WHAT IS NEEDED – Locate each line in the material below that contains the word "teeth", and copy those lines out.

○ ○ ○

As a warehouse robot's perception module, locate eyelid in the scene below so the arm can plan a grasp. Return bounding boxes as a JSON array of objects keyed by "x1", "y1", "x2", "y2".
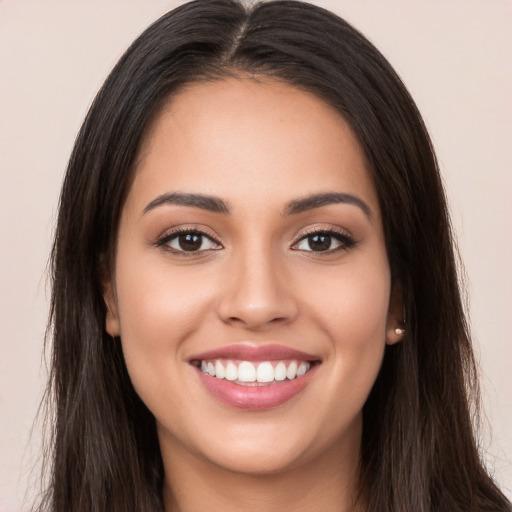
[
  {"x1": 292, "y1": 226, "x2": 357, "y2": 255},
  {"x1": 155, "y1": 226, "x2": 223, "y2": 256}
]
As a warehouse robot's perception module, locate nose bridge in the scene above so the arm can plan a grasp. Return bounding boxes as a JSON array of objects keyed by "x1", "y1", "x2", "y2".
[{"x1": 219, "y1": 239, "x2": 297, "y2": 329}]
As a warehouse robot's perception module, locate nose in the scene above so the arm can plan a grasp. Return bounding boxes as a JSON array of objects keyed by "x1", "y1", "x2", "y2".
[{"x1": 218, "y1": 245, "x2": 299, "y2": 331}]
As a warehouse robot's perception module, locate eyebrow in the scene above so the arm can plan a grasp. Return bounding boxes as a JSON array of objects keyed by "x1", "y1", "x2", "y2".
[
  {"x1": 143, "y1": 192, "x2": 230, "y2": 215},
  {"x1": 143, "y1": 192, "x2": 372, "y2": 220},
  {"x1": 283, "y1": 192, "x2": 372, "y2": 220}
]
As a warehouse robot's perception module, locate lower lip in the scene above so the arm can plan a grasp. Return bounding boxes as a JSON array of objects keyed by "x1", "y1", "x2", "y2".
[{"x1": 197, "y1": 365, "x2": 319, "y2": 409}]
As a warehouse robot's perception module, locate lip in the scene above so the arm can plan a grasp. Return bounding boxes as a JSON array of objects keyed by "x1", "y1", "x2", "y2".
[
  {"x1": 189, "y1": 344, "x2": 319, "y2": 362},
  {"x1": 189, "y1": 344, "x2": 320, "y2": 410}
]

○ ○ ○

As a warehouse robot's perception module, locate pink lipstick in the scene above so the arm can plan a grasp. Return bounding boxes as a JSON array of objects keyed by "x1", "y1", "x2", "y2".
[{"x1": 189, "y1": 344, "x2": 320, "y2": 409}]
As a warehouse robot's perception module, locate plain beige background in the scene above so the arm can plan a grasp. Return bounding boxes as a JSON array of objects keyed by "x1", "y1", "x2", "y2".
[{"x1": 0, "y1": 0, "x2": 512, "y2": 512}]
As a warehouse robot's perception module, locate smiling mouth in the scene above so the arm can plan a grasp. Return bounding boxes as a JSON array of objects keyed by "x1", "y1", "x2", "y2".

○ ○ ○

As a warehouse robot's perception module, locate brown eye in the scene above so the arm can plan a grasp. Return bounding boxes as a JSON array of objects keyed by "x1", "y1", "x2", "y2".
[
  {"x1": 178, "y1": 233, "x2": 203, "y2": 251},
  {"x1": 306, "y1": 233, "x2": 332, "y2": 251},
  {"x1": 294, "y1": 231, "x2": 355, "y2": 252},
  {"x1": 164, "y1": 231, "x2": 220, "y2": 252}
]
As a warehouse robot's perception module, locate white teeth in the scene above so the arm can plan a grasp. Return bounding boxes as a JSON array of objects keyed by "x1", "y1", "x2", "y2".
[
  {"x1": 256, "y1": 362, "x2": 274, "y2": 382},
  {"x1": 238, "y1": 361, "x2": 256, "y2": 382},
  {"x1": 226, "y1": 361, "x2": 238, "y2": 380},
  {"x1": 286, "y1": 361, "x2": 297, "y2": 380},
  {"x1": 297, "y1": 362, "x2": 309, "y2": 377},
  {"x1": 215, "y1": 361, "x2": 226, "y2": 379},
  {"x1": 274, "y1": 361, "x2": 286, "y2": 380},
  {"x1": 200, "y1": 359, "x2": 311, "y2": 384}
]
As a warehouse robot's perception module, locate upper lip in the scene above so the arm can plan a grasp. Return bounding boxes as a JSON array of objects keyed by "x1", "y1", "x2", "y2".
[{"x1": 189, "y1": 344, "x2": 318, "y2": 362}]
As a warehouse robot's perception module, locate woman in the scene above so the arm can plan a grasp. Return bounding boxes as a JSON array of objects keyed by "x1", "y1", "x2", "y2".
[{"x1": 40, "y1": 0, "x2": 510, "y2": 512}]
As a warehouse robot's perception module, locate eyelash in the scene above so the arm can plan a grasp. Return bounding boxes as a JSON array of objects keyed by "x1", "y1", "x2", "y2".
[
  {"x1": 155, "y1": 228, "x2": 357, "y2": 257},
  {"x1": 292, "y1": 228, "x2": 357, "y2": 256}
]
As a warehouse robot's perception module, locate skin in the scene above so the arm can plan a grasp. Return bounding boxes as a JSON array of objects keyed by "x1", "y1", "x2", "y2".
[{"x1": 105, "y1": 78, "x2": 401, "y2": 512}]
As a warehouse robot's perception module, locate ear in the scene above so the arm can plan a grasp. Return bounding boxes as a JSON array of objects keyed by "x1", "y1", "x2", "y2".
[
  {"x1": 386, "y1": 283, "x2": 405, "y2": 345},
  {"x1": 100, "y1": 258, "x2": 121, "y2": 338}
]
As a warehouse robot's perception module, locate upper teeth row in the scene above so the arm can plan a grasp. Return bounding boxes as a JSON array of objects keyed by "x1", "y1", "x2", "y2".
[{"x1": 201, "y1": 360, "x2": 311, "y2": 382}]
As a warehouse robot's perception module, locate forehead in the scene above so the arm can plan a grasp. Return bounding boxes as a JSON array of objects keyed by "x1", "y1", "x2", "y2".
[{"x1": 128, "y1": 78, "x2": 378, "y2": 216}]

○ ○ ○

PROBLEM SOLUTION –
As a warehouse robot's perception module, locate white teeth in the scene above so the arm can plan a grasp. Return bounding boxes as a JSON array of objects keyed by "x1", "y1", "x2", "y2".
As a warehouse robot's perception module, locate upper teeth row in the scene above so the arm can plan a grasp. Return bounding boxes as a JSON array of objects keyed by "x1", "y1", "x2", "y2".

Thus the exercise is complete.